Selected excerpt:

# What does VAG-COM stand for?



## Griffey222 (Jan 4, 2006)

As stated in the title: What does VAG-COM stand for?


----------



## Ross08TouaregV8 (Dec 14, 2005)

*Re: What does VAG-COM stand for? (Griffey222)*

VAG-COM= Volkswagen-Audi Group Computer


----------



## jmj (Feb 6, 2001)

*Re: What does VAG-COM stand for? (Ross06TouaregV8)*

It stands for "don't even think of messing with this f***ing software if you don't f***ing well know what you're doing"!

Roughly translated.
Any other questions?


----------



## Ross08TouaregV8 (Dec 14, 2005)

*Re: What does VAG-COM stand for? (jmj)*


_Quote, originally posted by *jmj* »_It stands for "don't even think of messing with this f***ing software if you don't f***ing well know what you're doing"!

Roughly translated.
Any other questions?









LOL







(airbags deployed) aw $h*t that wasn't the DRL's!


----------



## mml7 (Dec 3, 1999)

*Re: What does VAG-COM stand for? (Griffey222)*

In case you haven't figured it out already, VAG-COM is a diagnostic computer software and hardware package manufactured and sold by Ross-Tech


----------



## pfb2 (Apr 29, 2006)

*Re: What does VAG-COM stand for? (mml7)*


_Quote, originally posted by *mml7* »_In case you haven't figured it out already, VAG-COM is a diagnostic computer software and hardware package manufactured and sold by Ross-Tech

...that mimics much/most/all of the functionality that the dealer has with their diagnostic computers. It can also be used to tweak certain settings on the various controllers in the car.


----------



## mercury26 (Aug 20, 2004)

*Re: What does VAG-COM stand for? (Ross06TouaregV8)*


_Quote, originally posted by *Ross06TouaregV8* »_VAG-COM= Volkswagen-Audi Group Computer


Actually VAG stands for Volkswagenwerk Aktiengesellschaft (a.k.a VOLKSWAGEN AG) not VW-Audi Group. I was once mistaken also.








Cheers,
:: Chuck


_Modified by djsaint at 9:49 PM 5-23-2006_


----------



## Evil TI (May 15, 2006)

Thank you all. You probably don't realize that you answered that question for about 287 other people as well. And I love the humor - it makes learning so much more fun.

Given entries:
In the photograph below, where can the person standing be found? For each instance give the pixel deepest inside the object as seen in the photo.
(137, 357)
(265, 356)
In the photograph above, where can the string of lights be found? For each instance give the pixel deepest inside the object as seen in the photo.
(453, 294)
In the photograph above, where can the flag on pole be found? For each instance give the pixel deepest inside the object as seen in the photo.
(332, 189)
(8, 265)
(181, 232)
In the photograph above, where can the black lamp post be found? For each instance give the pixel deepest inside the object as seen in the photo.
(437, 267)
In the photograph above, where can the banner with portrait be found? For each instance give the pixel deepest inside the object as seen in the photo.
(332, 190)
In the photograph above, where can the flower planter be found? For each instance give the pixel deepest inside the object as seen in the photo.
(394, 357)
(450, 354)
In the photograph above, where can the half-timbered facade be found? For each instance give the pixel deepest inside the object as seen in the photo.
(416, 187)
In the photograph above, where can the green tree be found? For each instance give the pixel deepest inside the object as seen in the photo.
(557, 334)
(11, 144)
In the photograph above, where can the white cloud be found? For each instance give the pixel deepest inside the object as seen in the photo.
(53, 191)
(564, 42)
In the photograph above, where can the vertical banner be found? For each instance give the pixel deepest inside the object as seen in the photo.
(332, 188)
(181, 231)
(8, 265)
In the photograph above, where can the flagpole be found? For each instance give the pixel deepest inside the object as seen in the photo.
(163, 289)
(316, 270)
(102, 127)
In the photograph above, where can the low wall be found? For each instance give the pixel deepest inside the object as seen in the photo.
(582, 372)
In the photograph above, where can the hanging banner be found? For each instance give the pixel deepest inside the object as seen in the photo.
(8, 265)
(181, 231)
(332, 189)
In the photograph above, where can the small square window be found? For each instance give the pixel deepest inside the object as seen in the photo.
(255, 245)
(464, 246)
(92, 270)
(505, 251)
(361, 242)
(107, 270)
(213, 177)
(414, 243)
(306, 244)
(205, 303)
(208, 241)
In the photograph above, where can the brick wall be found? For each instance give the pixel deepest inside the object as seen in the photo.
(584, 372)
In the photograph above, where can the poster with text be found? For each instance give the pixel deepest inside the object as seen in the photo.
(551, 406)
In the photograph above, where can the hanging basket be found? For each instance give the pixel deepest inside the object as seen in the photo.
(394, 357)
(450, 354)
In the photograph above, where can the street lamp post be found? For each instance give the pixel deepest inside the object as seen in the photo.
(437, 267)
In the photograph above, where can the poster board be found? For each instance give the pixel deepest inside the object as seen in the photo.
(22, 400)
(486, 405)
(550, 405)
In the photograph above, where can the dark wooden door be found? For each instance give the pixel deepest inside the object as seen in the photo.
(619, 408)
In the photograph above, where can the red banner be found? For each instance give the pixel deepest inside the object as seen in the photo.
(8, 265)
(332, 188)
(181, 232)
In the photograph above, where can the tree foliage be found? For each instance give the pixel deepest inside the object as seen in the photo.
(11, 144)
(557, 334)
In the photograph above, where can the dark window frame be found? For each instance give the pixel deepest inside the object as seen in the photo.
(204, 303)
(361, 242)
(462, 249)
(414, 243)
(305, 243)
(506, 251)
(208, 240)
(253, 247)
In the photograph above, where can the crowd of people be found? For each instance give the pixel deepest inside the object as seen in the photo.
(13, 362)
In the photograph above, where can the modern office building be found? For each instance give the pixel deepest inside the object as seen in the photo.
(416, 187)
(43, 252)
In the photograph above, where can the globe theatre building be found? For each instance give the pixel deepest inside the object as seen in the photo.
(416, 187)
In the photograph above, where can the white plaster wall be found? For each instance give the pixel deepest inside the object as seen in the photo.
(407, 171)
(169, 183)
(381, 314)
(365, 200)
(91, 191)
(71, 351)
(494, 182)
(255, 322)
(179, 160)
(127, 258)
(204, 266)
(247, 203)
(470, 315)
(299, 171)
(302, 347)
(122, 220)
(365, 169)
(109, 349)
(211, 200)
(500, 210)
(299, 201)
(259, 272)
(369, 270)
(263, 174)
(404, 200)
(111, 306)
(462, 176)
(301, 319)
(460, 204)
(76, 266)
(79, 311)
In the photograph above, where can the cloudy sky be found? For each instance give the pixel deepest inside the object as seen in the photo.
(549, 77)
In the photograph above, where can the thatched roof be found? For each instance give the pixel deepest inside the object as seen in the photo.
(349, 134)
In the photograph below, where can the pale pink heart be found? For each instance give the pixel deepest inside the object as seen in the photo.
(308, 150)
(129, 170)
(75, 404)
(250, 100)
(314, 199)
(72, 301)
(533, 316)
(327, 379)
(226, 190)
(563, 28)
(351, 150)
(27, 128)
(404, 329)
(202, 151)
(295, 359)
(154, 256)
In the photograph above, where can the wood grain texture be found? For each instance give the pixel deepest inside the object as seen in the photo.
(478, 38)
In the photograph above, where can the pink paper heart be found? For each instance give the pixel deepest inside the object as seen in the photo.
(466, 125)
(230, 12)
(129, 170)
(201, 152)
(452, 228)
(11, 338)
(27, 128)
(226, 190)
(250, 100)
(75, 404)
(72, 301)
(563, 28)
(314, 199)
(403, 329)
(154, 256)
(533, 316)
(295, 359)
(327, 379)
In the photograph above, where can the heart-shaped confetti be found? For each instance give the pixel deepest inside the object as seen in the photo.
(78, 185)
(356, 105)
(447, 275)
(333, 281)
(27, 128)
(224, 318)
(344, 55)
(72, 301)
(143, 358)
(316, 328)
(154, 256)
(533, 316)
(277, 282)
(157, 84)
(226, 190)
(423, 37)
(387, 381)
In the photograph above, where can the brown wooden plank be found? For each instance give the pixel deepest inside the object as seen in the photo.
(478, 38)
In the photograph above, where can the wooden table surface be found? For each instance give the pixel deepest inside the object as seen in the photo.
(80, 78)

To do:
1. Please print the part of the VAG-COM thread that begins at the words "## Evil TI (May" and stops after "much more fun.".
2. Continue the VAG-COM thread from its last sentence.
The lines are separate material with no connection to the VAG-COM thread.

Task-by-task answers:
1.
## Evil TI (May 15, 2006)

Thank you all. You probably don't realize that you answered that question for about 287 other people as well. And I love the humor - it makes learning so much more fun.

2.
----------



## 4x4s (Dec 18, 2003)

*Re: (Evil TI)*


_Quote, originally posted by *Evil TI* »_Thank you all. You probably don't realize that you answered that question *for about 287 *other people as well. And I love the humor - it makes learning so much more fun.

Gee, it doesn't feel like any more than 250.


----------



## Evil Treg (May 25, 2006)

*Re: (4x4s)*

Ha!!







Hey, 4x4s, I thought I saw you on another forum. Which do you like better? Uh, oh, I hope I'm not treading on thin ice.....


----------



## 4x4s (Dec 18, 2003)

*Re: (Evil Treg)*


_Quote, originally posted by *Evil Treg* »_Ha!!







Hey, 4x4s, I thought I saw you on another forum. Which do you like better? Uh, oh, I hope I'm not treading on thin ice.....

This, the Car Lounge, and Club Touareg pretty much. Any other sites I go to I would use a different name.
Where have you seen me?


----------



## syntrix (Aug 20, 2000)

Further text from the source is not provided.